DESCRIPTION OF THE TASK = Could you copy out every line from the one that has "Where can the paved" through the end of the entries, with each x and y coordinate in the answers multiplied by 2.1 and rounded to a whole number (halves up)? Leave all other text and numbers as they are, and include nothing outside that range.

INFORMATION SUPPLIED =
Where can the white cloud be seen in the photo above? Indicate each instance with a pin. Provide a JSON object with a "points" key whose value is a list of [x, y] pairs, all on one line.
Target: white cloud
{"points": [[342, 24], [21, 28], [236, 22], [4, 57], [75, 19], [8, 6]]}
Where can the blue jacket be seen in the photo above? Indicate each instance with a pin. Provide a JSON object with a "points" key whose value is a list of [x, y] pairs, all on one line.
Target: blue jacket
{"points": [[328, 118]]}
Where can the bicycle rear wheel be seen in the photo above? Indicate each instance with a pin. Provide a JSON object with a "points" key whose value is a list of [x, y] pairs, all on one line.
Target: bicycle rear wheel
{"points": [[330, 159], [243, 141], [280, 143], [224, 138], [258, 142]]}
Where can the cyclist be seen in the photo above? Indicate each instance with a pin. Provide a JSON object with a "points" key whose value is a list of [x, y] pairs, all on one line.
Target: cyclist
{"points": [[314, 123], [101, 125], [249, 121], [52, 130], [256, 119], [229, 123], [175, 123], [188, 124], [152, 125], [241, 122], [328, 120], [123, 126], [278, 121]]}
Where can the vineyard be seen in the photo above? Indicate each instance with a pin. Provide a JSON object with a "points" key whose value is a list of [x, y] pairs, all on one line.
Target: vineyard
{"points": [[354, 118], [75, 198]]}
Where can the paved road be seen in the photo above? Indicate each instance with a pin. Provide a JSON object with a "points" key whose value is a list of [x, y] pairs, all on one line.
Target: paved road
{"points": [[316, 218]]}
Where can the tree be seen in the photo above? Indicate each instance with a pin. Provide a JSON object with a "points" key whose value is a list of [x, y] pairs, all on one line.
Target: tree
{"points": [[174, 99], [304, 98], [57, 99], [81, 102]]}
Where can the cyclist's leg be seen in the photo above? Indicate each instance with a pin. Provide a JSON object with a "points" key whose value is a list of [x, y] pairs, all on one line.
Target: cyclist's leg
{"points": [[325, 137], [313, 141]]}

ANSWER TO THE EXERCISE =
Where can the paved road be seen in the photo above? Indicate each instance with a pin. Provide a JSON object with a "points" key whose value is a list of [x, y] pairs, all on one line.
Target: paved road
{"points": [[664, 458]]}
Where can the tree be seen in the photo above? Indicate each instance with a pin. Provide a JSON object with a "points" key whose value is a list of [x, y] pairs, all on one line.
Target: tree
{"points": [[365, 208], [638, 206], [120, 208], [170, 214]]}
Where can the cyclist's leg be seen in the photo above? Indicate each instance with a pin. Provide a JSON object with a "points" key whose value is a list of [x, y] pairs, all on one line.
Target: cyclist's leg
{"points": [[683, 288], [657, 296]]}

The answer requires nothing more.